Taco Bell's 'Fry Force' Is About One Thing: Hope
Enjoy those sweet Nacho Fries … or fry alone
“Either we fight together … or we fry alone!”
We’d argue millennials have always been sensitive to nostalgia. But it’s getting worse as we age, especially now that anything resembling a pre-Covid moment feels like the first time Offred walks into Jezebel’s in The Handmaid’s Tale.
Our friends at Taco Bell and Deutsch LA make use of this generational vulnerability with “Fry Force.” It’s the brand’s first anime campaign, melodramatic in a 1980s morning-cartoon kind of way.
Here’s the mock trailer, which went live on July 23:
The spot features known anime talent, like actress Karen Fukahara and VTuber Gwar Gura. It was hand-drawn by animators led by Luca Vitale and Kylie Matulick, Psyop directors with anime experience.

Data provided >>
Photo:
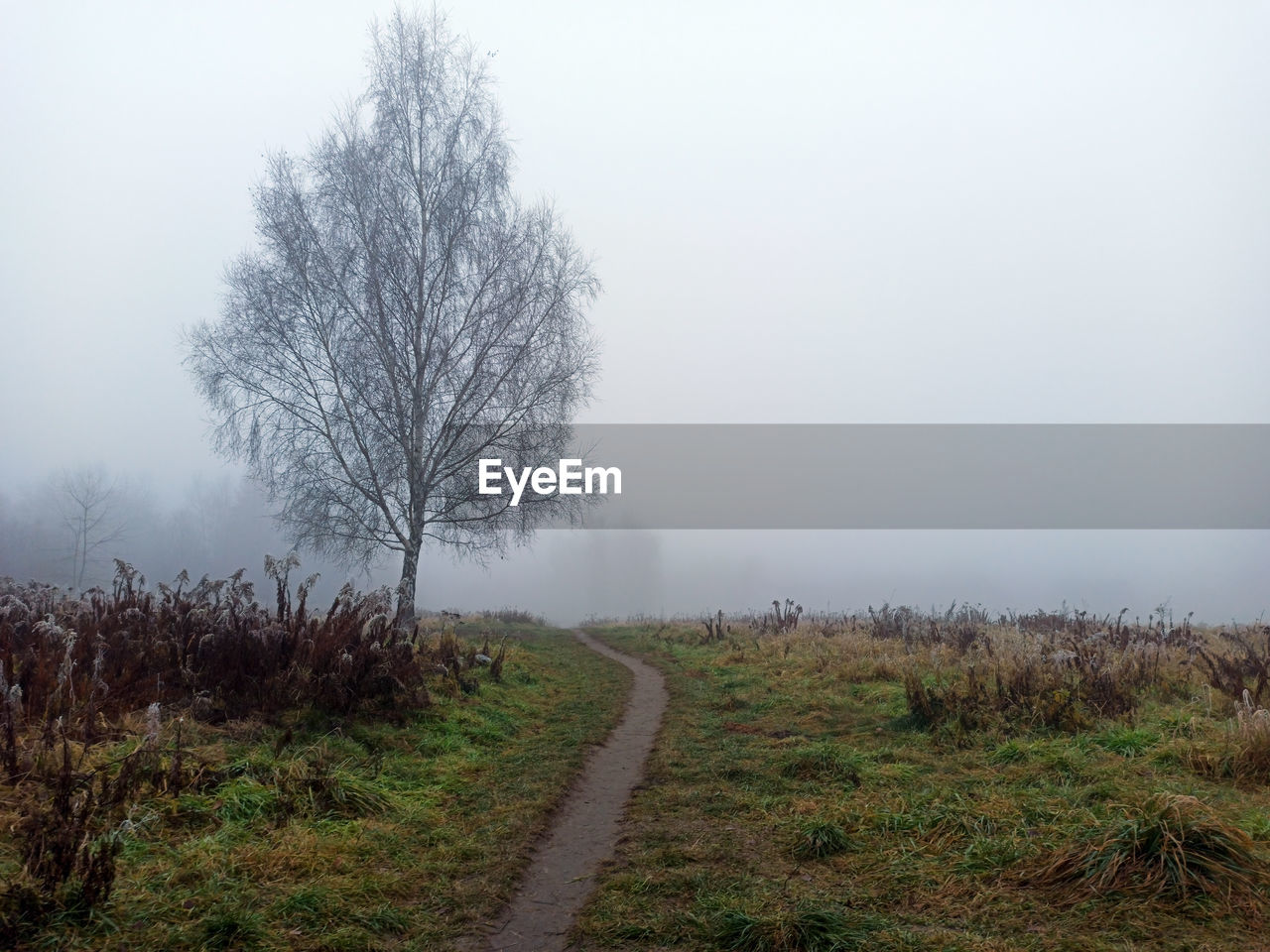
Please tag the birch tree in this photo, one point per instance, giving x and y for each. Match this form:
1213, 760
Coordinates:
403, 315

Problem to work on >>
Continue the article about Taco Bell's "Fry Force" anime campaign, starting after its final sentence.

Response area >>
“Fry Force” is a promotion for the return of Taco Bell’s Nacho Fries, themselves a culturally popular throwback. The ad follows Rei, who heads the Fry Force, dedicated to protecting the world from monsters addicted to Mexican spices. Taco Bell says Rei is “driven by the disappearance of her brother and vows to protect the world to what it holds dear: Nacho Fries. But in order to save the future of the fan-favorite menu item, she will be forced to confront her past.”
Rei uses fewer words to describe her mission. At one point in the trailer, a disembodied voice asks, “So, what’s your story?”
“Guess I’m just hungry,” she replies.
“For what?”
“Hope.”
In the 1993 film Demolition Man, the protagonist John Spartan is lifted from cryogenic sleep 36 years into the future, where, in 2032, he discovers Taco Bell is the one restaurant to survive the Franchise Wars—making it the only place where people can eat out. While the Taco Bell of the (now very near) future has clearly scaled up in the story’s lore, the fact that Taco Bell becomes our last respite of communal public dining is an inherently bleak subtext.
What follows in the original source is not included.